_WORK TO COMPLETE_
Answer these questions from the piece on the Warner Bros. Discovery takeover:
1. Which two companies fought to take over Warner Bros. Discovery?
2. What was the streaming boom of about a decade ago called?
3. In what year, according to a former head of a major entertainment conglomerate, was it obvious that streaming was coming for the cable business?

David Ellison Won the Empire He So Desperately Wanted. Nobody Is Cheering.

Ms. Waxman is the founder, chief executive and editor in chief of The Wrap.

Nobody in Hollywood wanted any of this to happen. No matter who triumphed in the monthslong, high-stakes takeover battle between Paramount Skydance and Netflix for Warner Bros. Discovery, many other people are going to lose.

Netflix is widely resented for upending the business model of the legacy entertainment industry, which meant nobody was exactly cheering it on. The hostile takeover bid by Paramount, led by David Ellison, with backing from his tech-mogul father Larry Ellison (who happens to be quite friendly with Donald Trump) also left Hollywood nervous.

After years of tumult — Covid, strikes, streamer wars, wildfires — Hollywood is exhausted, angry, resentful and anxious. Now that Paramount has come out on top, the only relief is that the wait is over. Will it be good for business? Or just less bad than if Netflix had prevailed?

About a decade ago there was the giddy rush of a streaming boom as Apple and Amazon joined Netflix and dumped boatloads of cash into the entertainment ecosystem. It was called “Peak TV.” It seemed as if it might never end.

The legacy Hollywood studios tried to catch up, introducing their own streaming services: Disney+, Paramount+, Peacock, Starz and more. Everyone recognized that the once wildly profitable cable television business was dying, and streaming was an insatiable beast. Earnings calls became about the latest rise or fall in subscriptions. Investor decisions hung on the billions of dollars that companies were investing in “content,” as opposed to the theatrical release schedule or the biannual television and cable presentations.

One former head of a major entertainment conglomerate said to me that it was obvious in 2015 that streaming was coming for the cable business. The legacy studios told themselves that they would somehow make the transition, and, as in “Game of Thrones,” somehow defeat the zombie army.

_DATA SHOWN_
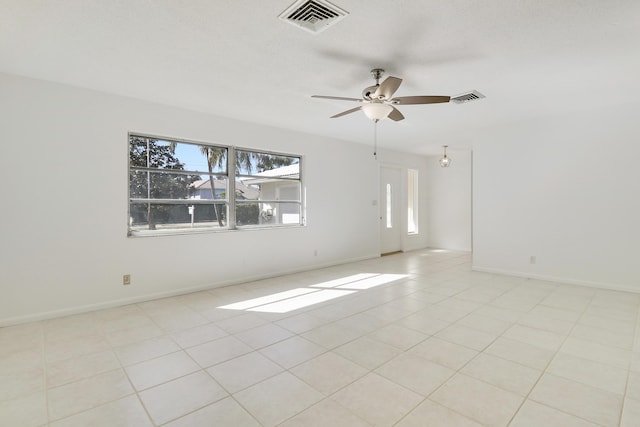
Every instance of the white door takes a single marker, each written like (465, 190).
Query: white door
(390, 207)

_RESPONSE BOX_
1. Paramount Skydance and Netflix
2. "Peak TV"
3. 2015